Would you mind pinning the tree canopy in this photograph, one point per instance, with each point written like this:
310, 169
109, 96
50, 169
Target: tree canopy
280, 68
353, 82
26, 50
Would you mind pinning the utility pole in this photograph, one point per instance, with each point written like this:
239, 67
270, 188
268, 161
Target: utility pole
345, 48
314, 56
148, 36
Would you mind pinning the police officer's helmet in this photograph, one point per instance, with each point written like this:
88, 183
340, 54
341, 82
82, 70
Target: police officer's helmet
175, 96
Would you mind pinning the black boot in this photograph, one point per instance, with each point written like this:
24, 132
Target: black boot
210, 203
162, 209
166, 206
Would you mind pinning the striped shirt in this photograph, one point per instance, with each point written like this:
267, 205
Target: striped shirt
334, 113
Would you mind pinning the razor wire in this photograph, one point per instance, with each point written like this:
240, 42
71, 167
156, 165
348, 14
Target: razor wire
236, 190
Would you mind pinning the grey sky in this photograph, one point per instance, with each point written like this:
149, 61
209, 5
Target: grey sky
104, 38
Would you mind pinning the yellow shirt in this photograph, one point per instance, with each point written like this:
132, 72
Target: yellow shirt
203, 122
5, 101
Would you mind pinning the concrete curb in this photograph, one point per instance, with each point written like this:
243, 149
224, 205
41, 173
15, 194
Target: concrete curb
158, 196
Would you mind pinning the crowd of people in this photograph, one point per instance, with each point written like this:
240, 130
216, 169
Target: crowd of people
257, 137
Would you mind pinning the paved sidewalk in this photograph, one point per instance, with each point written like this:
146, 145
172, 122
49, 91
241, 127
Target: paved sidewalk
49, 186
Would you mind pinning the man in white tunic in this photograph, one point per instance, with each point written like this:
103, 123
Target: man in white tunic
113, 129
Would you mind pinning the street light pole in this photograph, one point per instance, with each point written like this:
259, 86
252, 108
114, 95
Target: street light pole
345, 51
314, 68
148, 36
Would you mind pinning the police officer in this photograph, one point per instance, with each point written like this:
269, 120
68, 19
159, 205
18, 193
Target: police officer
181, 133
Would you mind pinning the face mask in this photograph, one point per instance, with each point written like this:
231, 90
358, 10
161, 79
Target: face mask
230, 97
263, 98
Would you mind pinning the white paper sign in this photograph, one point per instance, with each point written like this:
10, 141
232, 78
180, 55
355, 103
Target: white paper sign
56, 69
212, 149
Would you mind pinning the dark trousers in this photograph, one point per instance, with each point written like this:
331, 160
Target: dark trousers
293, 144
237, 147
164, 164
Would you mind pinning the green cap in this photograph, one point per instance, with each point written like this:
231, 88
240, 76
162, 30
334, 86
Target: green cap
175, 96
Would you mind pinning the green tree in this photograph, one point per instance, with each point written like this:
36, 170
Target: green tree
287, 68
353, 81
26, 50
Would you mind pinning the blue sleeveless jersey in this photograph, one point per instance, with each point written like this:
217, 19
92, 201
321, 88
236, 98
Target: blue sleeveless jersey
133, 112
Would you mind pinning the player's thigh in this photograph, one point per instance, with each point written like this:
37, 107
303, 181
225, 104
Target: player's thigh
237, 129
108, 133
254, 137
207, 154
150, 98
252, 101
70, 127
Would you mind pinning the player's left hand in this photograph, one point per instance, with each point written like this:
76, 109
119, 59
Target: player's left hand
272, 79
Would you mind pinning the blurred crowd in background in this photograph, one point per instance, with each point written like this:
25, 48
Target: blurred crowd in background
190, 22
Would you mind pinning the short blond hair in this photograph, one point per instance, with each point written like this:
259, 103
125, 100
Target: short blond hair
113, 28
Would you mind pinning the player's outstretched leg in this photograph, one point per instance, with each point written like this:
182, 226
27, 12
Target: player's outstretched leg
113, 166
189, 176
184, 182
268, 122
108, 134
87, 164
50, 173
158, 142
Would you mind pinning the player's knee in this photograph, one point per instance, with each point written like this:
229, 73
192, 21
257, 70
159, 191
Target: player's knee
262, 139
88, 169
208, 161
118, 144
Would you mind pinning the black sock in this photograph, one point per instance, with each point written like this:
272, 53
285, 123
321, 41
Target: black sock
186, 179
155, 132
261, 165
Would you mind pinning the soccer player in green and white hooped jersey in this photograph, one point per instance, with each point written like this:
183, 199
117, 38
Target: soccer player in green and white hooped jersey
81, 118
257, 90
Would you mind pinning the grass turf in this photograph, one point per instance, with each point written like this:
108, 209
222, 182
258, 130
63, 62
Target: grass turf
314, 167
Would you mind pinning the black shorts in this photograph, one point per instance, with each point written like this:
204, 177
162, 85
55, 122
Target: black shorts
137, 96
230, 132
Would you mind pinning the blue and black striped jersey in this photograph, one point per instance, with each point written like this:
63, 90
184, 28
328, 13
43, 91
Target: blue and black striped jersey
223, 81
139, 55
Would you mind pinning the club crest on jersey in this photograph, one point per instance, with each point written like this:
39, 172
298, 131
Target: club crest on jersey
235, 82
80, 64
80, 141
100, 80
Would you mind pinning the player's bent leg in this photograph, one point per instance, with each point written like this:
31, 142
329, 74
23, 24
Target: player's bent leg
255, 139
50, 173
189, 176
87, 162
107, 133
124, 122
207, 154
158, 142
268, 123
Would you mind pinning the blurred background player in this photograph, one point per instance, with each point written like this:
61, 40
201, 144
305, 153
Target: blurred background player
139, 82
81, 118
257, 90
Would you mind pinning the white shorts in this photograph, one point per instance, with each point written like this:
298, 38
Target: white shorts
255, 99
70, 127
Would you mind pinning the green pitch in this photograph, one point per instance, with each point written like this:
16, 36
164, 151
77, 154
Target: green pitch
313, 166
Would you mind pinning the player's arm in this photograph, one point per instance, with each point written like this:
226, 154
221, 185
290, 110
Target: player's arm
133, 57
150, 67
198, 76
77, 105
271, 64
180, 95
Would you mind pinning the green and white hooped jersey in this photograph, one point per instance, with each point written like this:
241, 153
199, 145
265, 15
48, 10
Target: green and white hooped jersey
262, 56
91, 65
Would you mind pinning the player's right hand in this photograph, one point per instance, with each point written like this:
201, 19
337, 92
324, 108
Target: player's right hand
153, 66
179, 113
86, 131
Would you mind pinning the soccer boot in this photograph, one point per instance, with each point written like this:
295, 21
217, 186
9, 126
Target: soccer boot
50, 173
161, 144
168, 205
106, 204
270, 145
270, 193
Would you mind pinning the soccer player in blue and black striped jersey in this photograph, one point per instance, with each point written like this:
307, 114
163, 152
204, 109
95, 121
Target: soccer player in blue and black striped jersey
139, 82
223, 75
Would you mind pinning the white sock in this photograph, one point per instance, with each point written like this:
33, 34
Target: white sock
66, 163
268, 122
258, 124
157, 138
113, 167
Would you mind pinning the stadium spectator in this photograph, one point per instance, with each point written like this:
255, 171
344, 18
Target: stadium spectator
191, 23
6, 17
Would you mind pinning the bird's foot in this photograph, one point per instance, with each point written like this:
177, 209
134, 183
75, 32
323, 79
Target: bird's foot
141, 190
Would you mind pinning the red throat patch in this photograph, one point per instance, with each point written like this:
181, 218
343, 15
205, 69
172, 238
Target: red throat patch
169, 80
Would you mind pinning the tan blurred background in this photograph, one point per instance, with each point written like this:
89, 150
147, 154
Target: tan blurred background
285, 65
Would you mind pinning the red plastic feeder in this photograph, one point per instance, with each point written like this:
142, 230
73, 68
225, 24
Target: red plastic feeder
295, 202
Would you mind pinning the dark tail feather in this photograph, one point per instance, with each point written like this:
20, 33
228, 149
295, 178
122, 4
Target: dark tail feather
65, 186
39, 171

===

Copy out the records shown above, every one, exactly.

Would you mind pinning the tree canopy in this photograph, one point per instance, with each point written like this:
310, 169
109, 96
50, 169
Target: tree canopy
280, 68
353, 82
26, 50
Would you mind pinning the utility pole in this photograph, one point per instance, with each point written like this:
239, 67
270, 188
268, 161
Target: utility pole
345, 48
314, 56
148, 36
Would you mind pinning the police officer's helmet in this photograph, one point per instance, with each point written like this:
88, 183
340, 54
341, 82
82, 70
Target: police officer's helmet
175, 96
Would you mind pinning the black boot in this photograph, one point per instance, with each point written like this:
24, 132
Target: black boot
210, 203
162, 209
166, 206
Would you mind pinning the striped shirt in this photograph, one point per instance, with each point written like this:
267, 205
Target: striped shirt
334, 113
Would you mind pinning the razor wire in this photograph, one point per instance, with each point written like this:
240, 42
71, 167
156, 165
348, 14
Target: razor wire
236, 190
Would you mind pinning the grey sky in this photograph, one point per instance, with each point written like this:
149, 61
209, 5
Target: grey sky
104, 38
Would you mind pinning the yellow shirt in this photograph, one point per instance, with each point written like this:
132, 72
Target: yellow shirt
203, 122
5, 101
Would you mind pinning the concrete curb in this photograph, one point per instance, with each point written like this:
243, 149
224, 205
41, 173
15, 194
Target: concrete curb
158, 196
Would you mind pinning the crowd of people in this photograph, one point per instance, with each point written like this:
240, 130
216, 169
Target: crowd of people
257, 137
Would you mind pinning the paved sidewalk in this photograph, one point per instance, with each point written like this:
146, 145
172, 122
49, 91
241, 127
Target: paved sidewalk
49, 186
Would you mind pinning the man in white tunic in this photograph, one point per instance, with each point written like this:
103, 123
Target: man in white tunic
113, 129
Would you mind pinning the street light pole in this photograph, one point per instance, with each point written like this:
259, 86
252, 108
114, 95
Target: street light pole
345, 51
314, 68
148, 36
Would you mind pinning the police officer in this photograph, one point per instance, with each point written like this:
269, 120
68, 19
159, 205
18, 193
Target: police officer
181, 133
Would you mind pinning the face mask in this photograph, one point per instance, with each point written like this:
231, 90
358, 10
161, 79
Target: face mask
230, 97
263, 98
Would you mind pinning the white paper sign in this photograph, one point per instance, with each point written like this:
10, 141
232, 78
180, 55
355, 103
Target: white paper sign
56, 69
212, 149
Would you mind pinning the dark trousers in this photograph, one point per instance, with each point written like this:
331, 160
Target: dark trousers
293, 144
237, 147
164, 164
Would you mind pinning the green cap in this photograph, one point per instance, with each point written like this:
231, 88
240, 76
162, 30
334, 86
Target: green cap
175, 96
Would you mind pinning the green tree in this photograph, one point per instance, with each point written like this:
36, 170
Target: green tree
287, 68
353, 81
26, 50
Would you mind pinning the blue sleeveless jersey in this photograph, one point per instance, with each point written like this:
217, 19
92, 201
321, 88
236, 98
Target: blue sleeveless jersey
133, 112
Would you mind pinning the player's thigh in this photograph, one point per instance, with each point written like this:
37, 107
303, 181
225, 104
Target: player's thigh
237, 129
108, 133
254, 137
207, 154
150, 98
252, 101
70, 127
Would you mind pinning the player's left hand in this photograph, one point per instance, with each point written like this:
76, 109
119, 59
Target: player's left hand
272, 79
Would you mind pinning the blurred crowd in background in this photograph, one point per instance, with each point written like this:
25, 48
Target: blurred crowd in background
190, 22
Would you mind pinning the short blond hair in this photograph, one point per instance, with each point written like this:
259, 103
125, 100
Target: short blond hair
113, 28
Would you mind pinning the player's outstretched leg in this photograph, one point per instance, with each point written like this:
182, 226
27, 12
Target: player's outstretched leg
113, 166
189, 176
184, 182
268, 122
108, 134
87, 164
50, 173
158, 142
Would you mind pinning the player's knee in this photograph, one point per instance, with each point written like this:
229, 73
192, 21
257, 70
159, 191
Target: player's knee
262, 139
88, 169
208, 161
118, 144
Would you mind pinning the black sock in this photograph, one point per instance, with each point written like this:
272, 53
285, 123
321, 41
Target: black sock
186, 179
155, 132
261, 165
Would you mind pinning the soccer player in green and white hooped jersey in this photograph, one point per instance, with each point written like this:
183, 199
117, 38
Target: soccer player in green and white hooped jersey
81, 118
257, 90
Would you mind pinning the grass turf in this photograph, one point per instance, with each point written like this:
108, 209
222, 182
258, 130
63, 62
Target: grass turf
314, 167
Would you mind pinning the black shorts in this photograph, one point per instance, with each point written like this:
204, 177
162, 85
55, 122
Target: black shorts
137, 96
230, 132
Would you mind pinning the blue and black striped jersey in this photograph, one point per instance, with each point written like this:
63, 90
184, 28
328, 13
43, 91
Target: blue and black striped jersey
223, 81
139, 55
Would you mind pinning the club crest on jersey in this photograph, one point per instance, with each point written like this:
39, 172
298, 131
Target: club crest on jersey
235, 82
80, 64
80, 141
100, 80
Would you mind pinning the player's bent leg in this photograph, one point per instance, with each point written like this:
31, 142
329, 74
23, 24
Target: player's bent leg
255, 139
50, 173
189, 176
87, 162
107, 133
124, 122
207, 154
158, 142
268, 123
Would you mind pinning the blurred background player in this photograph, one point per instance, with each point written like this:
61, 40
201, 144
305, 153
Target: blurred background player
139, 82
81, 118
257, 90
Would you mind pinning the white shorts in this photograph, one point per instance, with each point written like this:
298, 38
Target: white shorts
255, 99
70, 127
Would you mind pinning the green pitch in this photograph, one point per instance, with each point written like this:
16, 36
164, 151
77, 154
Target: green pitch
313, 166
Would you mind pinning the player's arm in this photograph, one point per instance, with each point written like this:
226, 154
221, 185
290, 110
Target: player's arm
133, 57
150, 67
198, 76
77, 105
271, 64
180, 95
Would you mind pinning the green and white hooped jersey in this photograph, one point per instance, with each point written like this:
241, 153
199, 145
265, 15
48, 10
Target: green and white hooped jersey
262, 56
91, 65
Would you mind pinning the player's right hand in this photograph, one point per instance, with each point written like this:
201, 19
337, 92
324, 108
Target: player's right hand
153, 66
179, 113
86, 131
Would you mind pinning the soccer boot in this photograph, one point per instance, with each point written like this:
295, 21
217, 186
9, 126
Target: soccer boot
50, 173
161, 144
168, 205
106, 204
270, 145
270, 193
Would you mind pinning the soccer player in blue and black striped jersey in this photograph, one point per instance, with each point written like this:
307, 114
163, 152
204, 109
95, 121
Target: soccer player in blue and black striped jersey
139, 82
223, 75
Would you mind pinning the white sock in this photograph, one point per instance, with each point written like this:
33, 34
Target: white sock
66, 163
268, 122
258, 124
157, 138
113, 167
Would you mind pinning the stadium spectator in this photograph, one point per instance, with each point written like this:
255, 171
344, 18
Target: stadium spectator
191, 23
6, 17
Would you mind pinning the bird's foot in this photograph, one point per instance, with each point written like this:
177, 209
134, 183
75, 32
323, 79
Target: bird's foot
141, 190
Would you mind pinning the red throat patch in this photograph, one point per instance, with each point written like this:
181, 218
343, 15
205, 69
172, 238
Target: red throat patch
169, 80
Would you mind pinning the tan blurred background in this photograph, one point per instance, with each point written like this:
89, 150
147, 154
Target: tan blurred background
285, 65
Would you mind pinning the red plastic feeder in this photograph, one point per instance, with each point written like this:
142, 230
73, 68
225, 24
Target: red plastic feeder
295, 202
Would you mind pinning the dark tail feather in this photograph, one point per instance, with each point written like this:
20, 33
228, 149
295, 178
122, 4
Target: dark tail feather
65, 186
39, 171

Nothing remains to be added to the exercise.